***** MATERIAL SUPPLIED *****

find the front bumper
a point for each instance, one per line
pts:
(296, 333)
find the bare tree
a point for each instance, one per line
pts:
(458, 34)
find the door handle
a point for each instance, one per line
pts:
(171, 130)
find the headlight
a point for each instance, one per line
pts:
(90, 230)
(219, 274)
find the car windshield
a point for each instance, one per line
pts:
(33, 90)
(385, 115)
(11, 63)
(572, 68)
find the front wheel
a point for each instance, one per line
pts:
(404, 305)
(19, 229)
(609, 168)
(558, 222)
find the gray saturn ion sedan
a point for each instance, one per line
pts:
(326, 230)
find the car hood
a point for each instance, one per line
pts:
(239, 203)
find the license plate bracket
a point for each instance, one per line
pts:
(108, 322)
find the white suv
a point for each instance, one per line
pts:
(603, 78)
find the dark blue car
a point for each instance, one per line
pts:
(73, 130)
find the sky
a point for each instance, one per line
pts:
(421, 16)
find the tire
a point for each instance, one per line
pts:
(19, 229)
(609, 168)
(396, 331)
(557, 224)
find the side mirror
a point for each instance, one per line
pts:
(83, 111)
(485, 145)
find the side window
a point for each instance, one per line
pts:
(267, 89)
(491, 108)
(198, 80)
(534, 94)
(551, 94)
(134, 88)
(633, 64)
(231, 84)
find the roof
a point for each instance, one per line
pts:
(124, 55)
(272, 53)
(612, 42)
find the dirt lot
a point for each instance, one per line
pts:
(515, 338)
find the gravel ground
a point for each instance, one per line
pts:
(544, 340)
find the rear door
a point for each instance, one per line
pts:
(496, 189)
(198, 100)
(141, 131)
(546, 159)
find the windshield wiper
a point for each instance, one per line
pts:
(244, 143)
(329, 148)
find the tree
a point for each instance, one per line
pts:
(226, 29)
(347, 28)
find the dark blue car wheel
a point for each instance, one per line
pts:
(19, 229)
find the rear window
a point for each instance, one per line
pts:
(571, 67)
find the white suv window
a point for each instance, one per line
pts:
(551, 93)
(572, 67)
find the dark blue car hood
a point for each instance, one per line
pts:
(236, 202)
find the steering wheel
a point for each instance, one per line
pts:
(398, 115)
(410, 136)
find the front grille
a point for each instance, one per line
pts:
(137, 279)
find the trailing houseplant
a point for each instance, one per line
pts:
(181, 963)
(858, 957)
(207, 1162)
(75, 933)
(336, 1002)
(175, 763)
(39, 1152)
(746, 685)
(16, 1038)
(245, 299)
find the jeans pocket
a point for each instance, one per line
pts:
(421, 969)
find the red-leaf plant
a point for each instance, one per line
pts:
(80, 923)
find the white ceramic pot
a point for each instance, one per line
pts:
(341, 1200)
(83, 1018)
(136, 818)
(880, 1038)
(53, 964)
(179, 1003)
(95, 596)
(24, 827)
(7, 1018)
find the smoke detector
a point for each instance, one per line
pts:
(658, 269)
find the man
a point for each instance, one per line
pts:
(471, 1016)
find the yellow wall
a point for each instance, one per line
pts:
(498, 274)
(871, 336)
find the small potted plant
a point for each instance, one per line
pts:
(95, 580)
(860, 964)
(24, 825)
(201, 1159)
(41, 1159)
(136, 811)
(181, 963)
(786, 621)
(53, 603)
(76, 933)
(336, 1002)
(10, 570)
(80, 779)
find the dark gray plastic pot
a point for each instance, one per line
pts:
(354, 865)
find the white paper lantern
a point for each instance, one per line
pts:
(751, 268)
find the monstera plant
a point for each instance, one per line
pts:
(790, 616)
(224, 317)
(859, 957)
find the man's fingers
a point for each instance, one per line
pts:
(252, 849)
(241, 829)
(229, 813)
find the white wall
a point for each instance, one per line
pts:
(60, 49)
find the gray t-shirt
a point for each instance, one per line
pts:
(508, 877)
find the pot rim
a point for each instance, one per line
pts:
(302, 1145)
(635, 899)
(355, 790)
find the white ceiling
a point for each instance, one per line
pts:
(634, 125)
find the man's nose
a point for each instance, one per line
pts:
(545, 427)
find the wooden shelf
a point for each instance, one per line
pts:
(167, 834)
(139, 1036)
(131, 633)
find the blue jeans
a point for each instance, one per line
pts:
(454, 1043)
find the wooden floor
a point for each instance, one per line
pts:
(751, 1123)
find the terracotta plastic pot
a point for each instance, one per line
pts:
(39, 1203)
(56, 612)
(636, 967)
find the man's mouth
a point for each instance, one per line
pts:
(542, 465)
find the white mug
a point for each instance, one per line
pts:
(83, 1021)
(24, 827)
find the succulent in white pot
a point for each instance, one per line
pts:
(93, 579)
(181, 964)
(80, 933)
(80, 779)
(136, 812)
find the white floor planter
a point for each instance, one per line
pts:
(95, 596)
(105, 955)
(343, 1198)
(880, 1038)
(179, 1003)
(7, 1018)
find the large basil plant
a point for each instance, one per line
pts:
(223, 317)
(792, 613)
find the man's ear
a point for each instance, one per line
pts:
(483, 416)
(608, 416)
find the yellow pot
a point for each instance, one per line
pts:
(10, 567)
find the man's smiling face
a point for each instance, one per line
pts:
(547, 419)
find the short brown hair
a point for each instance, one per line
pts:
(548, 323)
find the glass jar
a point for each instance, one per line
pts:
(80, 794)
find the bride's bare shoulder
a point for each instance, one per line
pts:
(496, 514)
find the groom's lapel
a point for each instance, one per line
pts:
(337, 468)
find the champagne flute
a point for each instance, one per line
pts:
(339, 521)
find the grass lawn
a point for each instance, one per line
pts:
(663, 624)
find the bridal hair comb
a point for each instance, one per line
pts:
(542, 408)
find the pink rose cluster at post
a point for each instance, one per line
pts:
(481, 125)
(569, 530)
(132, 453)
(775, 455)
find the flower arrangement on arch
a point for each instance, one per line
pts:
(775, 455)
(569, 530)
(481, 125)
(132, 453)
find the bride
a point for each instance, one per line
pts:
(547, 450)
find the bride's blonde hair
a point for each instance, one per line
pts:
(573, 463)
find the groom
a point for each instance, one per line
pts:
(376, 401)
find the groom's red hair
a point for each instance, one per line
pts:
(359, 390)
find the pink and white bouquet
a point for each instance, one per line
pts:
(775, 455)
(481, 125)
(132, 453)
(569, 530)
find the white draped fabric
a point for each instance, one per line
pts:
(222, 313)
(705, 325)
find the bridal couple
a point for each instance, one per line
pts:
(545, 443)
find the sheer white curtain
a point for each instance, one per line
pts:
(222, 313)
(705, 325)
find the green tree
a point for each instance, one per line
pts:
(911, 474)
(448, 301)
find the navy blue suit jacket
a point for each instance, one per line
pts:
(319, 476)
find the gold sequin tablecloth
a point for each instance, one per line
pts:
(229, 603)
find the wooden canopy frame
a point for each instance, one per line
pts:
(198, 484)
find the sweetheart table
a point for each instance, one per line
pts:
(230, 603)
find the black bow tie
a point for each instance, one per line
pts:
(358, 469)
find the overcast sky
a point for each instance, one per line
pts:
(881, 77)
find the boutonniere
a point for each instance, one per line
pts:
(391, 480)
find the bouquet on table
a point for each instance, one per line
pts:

*****

**EXERCISE PROMPT**:
Search the material above for lines containing the string "groom", then pull them out.

**SOLUTION TO THIS TASK**:
find the groom's lapel
find the groom
find the groom's red hair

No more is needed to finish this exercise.